> **Labeled area outline items**:
.....

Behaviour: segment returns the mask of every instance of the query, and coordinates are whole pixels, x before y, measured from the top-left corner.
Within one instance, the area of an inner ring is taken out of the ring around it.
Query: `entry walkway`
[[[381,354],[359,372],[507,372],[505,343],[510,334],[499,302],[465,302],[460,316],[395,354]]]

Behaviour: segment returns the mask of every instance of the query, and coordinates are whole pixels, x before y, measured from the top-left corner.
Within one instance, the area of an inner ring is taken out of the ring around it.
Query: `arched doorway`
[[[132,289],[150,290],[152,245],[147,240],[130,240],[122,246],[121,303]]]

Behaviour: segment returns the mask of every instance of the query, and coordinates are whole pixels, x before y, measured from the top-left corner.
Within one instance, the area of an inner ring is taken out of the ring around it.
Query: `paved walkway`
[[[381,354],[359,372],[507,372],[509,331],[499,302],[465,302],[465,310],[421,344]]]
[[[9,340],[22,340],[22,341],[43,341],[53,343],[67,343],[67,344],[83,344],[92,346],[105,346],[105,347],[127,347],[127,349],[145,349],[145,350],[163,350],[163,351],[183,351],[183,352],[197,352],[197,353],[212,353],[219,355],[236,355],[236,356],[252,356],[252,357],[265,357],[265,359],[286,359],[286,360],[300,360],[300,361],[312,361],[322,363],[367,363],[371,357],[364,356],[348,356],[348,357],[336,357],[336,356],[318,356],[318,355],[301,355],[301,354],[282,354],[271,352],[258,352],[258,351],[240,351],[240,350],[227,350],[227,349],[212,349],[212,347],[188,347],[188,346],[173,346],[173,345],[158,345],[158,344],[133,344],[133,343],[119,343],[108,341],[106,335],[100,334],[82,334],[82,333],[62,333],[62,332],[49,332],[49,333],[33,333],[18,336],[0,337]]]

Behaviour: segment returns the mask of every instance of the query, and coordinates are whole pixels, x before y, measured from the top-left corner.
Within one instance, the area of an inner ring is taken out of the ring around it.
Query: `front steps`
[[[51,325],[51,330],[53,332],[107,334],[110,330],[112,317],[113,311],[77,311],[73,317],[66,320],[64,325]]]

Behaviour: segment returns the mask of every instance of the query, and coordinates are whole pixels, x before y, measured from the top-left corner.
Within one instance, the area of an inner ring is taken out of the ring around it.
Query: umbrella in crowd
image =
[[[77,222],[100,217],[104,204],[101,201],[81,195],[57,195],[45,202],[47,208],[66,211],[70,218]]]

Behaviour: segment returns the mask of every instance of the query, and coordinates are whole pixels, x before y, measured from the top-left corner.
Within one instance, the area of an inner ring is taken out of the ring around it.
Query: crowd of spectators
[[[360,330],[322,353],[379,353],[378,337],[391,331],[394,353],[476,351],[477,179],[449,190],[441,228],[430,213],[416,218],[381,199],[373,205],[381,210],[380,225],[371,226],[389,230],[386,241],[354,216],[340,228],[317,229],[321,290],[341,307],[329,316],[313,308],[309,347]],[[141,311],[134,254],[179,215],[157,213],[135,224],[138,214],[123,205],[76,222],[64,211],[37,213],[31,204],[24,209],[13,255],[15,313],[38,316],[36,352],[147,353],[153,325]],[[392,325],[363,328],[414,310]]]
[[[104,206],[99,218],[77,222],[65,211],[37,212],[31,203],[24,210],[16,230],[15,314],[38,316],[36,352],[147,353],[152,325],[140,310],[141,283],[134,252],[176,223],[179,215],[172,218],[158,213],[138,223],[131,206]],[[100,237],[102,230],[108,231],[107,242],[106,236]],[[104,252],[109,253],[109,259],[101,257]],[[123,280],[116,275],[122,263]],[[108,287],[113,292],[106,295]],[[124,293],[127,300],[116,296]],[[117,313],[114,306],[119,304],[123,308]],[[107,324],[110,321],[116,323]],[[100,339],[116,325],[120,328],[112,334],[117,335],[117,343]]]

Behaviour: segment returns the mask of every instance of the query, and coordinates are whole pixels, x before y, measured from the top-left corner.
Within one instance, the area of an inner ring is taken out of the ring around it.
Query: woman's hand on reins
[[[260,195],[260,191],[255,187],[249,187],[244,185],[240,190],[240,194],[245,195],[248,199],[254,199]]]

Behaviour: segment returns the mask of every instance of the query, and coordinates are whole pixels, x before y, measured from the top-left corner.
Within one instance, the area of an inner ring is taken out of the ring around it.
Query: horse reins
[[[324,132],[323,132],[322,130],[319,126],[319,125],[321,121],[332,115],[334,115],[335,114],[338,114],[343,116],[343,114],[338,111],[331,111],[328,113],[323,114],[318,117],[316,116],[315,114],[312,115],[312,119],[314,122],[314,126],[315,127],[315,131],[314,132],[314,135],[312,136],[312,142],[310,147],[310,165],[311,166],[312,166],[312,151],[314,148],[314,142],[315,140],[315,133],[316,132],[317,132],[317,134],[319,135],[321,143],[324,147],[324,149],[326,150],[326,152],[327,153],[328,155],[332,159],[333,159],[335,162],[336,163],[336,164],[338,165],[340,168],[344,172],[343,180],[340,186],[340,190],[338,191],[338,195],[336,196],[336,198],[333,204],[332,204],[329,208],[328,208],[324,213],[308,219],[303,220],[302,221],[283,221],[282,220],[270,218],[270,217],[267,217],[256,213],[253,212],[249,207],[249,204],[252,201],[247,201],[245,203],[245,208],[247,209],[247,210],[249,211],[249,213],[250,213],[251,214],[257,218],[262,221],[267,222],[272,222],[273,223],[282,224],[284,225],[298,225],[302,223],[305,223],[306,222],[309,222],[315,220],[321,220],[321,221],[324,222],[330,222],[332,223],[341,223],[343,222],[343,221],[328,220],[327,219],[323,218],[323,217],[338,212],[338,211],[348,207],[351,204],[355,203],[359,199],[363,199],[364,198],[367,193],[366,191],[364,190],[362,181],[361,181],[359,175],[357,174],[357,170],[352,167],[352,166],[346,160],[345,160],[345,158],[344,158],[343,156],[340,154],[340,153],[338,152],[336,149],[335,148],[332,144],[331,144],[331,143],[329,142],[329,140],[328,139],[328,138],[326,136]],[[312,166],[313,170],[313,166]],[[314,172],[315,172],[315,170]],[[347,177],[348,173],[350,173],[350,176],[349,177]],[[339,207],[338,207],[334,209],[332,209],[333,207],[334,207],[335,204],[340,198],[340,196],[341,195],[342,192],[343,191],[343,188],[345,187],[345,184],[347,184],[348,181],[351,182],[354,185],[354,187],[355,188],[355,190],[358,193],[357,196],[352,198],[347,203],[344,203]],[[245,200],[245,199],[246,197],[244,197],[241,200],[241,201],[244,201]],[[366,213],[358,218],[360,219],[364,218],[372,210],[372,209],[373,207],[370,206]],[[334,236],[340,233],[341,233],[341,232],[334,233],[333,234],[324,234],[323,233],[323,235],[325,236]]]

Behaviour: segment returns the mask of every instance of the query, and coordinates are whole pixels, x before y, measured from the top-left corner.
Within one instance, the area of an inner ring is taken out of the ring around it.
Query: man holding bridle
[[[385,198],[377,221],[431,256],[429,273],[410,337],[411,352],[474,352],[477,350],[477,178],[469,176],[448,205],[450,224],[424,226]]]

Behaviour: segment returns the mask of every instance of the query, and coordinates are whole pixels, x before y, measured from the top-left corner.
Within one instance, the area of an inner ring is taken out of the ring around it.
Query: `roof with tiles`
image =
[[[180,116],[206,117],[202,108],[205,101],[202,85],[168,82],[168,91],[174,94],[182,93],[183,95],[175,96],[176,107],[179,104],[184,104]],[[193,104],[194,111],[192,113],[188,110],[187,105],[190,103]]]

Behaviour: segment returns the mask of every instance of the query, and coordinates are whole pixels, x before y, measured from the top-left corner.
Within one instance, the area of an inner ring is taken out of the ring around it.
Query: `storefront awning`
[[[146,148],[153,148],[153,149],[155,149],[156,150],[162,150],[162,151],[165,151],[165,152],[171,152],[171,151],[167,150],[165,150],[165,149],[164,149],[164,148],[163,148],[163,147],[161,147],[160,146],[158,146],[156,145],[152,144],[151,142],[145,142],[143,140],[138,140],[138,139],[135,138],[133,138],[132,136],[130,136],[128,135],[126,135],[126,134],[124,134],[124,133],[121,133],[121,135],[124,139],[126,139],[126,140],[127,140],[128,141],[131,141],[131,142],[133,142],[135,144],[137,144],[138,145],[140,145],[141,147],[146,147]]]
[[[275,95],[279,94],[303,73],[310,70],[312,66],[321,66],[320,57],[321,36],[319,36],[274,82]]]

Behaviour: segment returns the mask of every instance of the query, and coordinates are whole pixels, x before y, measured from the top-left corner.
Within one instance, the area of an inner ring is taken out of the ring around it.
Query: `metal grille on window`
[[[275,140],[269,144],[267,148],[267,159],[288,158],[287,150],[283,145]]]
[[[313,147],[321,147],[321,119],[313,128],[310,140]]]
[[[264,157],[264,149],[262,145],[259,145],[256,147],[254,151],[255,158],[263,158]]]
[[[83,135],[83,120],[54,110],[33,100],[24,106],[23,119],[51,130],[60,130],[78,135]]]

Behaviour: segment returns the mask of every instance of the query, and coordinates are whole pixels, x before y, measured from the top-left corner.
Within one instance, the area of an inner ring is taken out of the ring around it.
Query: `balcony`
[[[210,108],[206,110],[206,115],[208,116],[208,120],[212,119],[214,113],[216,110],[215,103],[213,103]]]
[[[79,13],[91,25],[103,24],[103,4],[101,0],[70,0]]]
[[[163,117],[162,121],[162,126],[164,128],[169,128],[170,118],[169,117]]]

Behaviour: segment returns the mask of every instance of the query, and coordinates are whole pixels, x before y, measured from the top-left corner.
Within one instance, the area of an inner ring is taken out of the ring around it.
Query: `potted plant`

.....

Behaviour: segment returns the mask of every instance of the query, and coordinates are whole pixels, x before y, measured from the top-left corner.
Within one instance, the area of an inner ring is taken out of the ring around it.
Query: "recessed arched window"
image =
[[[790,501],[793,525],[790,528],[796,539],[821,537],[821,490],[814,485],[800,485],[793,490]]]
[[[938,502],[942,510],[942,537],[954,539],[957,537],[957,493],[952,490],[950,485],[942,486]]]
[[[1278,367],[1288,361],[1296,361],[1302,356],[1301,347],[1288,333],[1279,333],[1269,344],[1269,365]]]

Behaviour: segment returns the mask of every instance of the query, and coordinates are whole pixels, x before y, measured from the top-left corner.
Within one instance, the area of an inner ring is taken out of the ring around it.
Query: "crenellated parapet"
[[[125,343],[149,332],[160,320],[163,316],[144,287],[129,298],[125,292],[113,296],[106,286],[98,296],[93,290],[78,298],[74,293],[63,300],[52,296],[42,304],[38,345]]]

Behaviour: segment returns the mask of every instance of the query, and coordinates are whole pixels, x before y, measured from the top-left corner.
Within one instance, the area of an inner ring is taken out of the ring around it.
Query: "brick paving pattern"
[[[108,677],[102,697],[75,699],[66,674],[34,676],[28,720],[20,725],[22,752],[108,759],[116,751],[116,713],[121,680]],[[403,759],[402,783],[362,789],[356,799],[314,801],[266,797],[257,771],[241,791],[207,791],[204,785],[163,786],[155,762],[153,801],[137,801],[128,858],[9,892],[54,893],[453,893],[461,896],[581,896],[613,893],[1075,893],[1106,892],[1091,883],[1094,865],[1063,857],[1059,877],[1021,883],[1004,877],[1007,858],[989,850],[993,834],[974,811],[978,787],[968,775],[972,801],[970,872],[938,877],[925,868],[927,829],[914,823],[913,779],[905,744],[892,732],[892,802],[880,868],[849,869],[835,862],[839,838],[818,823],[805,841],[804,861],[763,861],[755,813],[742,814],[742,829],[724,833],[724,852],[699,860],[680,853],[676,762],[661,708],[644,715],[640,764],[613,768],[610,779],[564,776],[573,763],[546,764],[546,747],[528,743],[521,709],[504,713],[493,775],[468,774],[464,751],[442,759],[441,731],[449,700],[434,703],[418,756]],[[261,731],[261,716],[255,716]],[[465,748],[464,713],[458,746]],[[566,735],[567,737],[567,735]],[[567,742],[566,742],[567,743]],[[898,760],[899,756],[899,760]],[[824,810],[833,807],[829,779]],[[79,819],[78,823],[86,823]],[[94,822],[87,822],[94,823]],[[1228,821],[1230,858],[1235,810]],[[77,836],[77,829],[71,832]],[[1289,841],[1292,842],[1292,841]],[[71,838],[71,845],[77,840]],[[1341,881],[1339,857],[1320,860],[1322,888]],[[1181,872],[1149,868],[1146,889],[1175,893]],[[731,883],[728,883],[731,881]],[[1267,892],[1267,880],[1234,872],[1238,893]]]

.....

> **Aim**: Return every line of the data above that contains the string "reins".

> **Final answer**:
Query: woman's hand on reins
Query: horse reins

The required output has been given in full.